* begin Page excerpt *
To get a handle on the issue, it helps to look at the mathematics of debt reduction. The relevant number here is not the total amount of debt, but the ratio of debt to national income, or GDP, which is a measure of the resources the economy can use to repay its debt. There are two ways to lower the ratio of debt to GDP. One is to reduce the size of the budget deficit (by cutting spending or increasing revenue); the other is to expand the size of the economy. Ideally, governments will reduce deficits and turn them into primary surpluses (that is, the excesses of tax revenue over spending, net of interest) in a way that does not hurt growth. If policies geared toward reducing deficits also caused a deep recession, they would be counterproductive: the decline in GDP would increase the debt-to-GDP ratio, notwithstanding the efforts made to reduce the deficit.
Which policies are more likely to result in a lower ratio of debt to GDP? A number of papers have addressed this question since at least the early 1990s (Alesina and Ardagna 2013 summarizes the early literature). We decided to take another look at the issue using new methodology and a much richer set of data covering 16 of the 35 countries belonging to the Organisation for Economic Co-operation and Development between 1981 and 2014, including Canada, Japan, the United States, and most of Europe, excluding postcommunist nations. Our analysis focused on some 3,500 policy changes geared toward reducing deficits either by raising taxes or by cutting spending. We excluded fiscal measures aimed at stabilizing output—for example, cutting spending to cool an overheated economy—because such measures depend on the state of the economy and thus do not represent exogenous policy changes.
* end Page excerpt *
* begin Excerpted records *
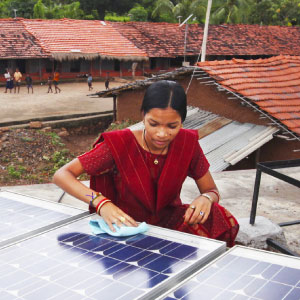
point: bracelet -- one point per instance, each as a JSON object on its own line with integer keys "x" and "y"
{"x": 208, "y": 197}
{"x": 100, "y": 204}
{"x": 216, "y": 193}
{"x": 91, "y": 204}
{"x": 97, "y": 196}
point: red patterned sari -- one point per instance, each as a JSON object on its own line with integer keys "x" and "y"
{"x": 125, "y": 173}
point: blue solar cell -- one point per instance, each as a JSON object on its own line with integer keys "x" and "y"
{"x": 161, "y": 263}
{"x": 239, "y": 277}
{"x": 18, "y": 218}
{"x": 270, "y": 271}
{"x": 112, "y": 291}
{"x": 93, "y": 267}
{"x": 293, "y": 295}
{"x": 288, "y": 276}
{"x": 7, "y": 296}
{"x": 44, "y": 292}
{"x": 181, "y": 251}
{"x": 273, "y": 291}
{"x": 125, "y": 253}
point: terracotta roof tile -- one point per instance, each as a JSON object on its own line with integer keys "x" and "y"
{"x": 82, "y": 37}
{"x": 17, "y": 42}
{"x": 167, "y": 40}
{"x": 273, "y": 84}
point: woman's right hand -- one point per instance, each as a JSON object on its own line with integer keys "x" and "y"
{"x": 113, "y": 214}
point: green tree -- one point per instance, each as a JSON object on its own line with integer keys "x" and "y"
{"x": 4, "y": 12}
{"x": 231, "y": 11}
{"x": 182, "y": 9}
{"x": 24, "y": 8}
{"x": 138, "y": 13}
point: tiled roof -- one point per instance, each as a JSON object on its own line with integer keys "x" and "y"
* end Excerpted records *
▶ _Exercise requirements_
1 – Reproduce part of the debt-reduction excerpt word for word, beginning at the words that contain "Which policies are" and stopping after "exogenous policy changes.".
2 – Write what comes next in the debt-reduction excerpt, picking up after its last sentence.
The data has no connection to the debt-reduction excerpt.

▶ _Answer list_
1 –
Which policies are more likely to result in a lower ratio of debt to GDP? A number of papers have addressed this question since at least the early 1990s (Alesina and Ardagna 2013 summarizes the early literature). We decided to take another look at the issue using new methodology and a much richer set of data covering 16 of the 35 countries belonging to the Organisation for Economic Co-operation and Development between 1981 and 2014, including Canada, Japan, the United States, and most of Europe, excluding postcommunist nations. Our analysis focused on some 3,500 policy changes geared toward reducing deficits either by raising taxes or by cutting spending. We excluded fiscal measures aimed at stabilizing output—for example, cutting spending to cool an overheated economy—because such measures depend on the state of the economy and thus do not represent exogenous policy changes.

2 –
We should emphasize that our study focuses on a relatively limited group of developed economies. Austerity policies will have different effects in developing economies, which have much smaller governments. Second, we are concerned with the short term and leave aside longer-term issues such as the impact of aging populations on pensions. Finally, we don’t look at the flip side of austerity—expansionary policies such as tax cuts or increases in spending.
In studying these episodes, we recognized that shifts in fiscal policy typically come in the form of multiyear plans adopted by governments with the aim of reducing the debt-to-GDP ratio over a period of time—typically three to four years. After reconstructing such plans, we divided them into two categories: expenditure-based plans, consisting mostly of spending cuts, and tax-based plans, consisting mostly of tax hikes. Our conclusion runs against the basic Keynesian message, which implies that spending cuts are more recessionary than tax increases. On the contrary, our study confirms that expenditure-based plans generally were less harmful to growth than tax-based plans.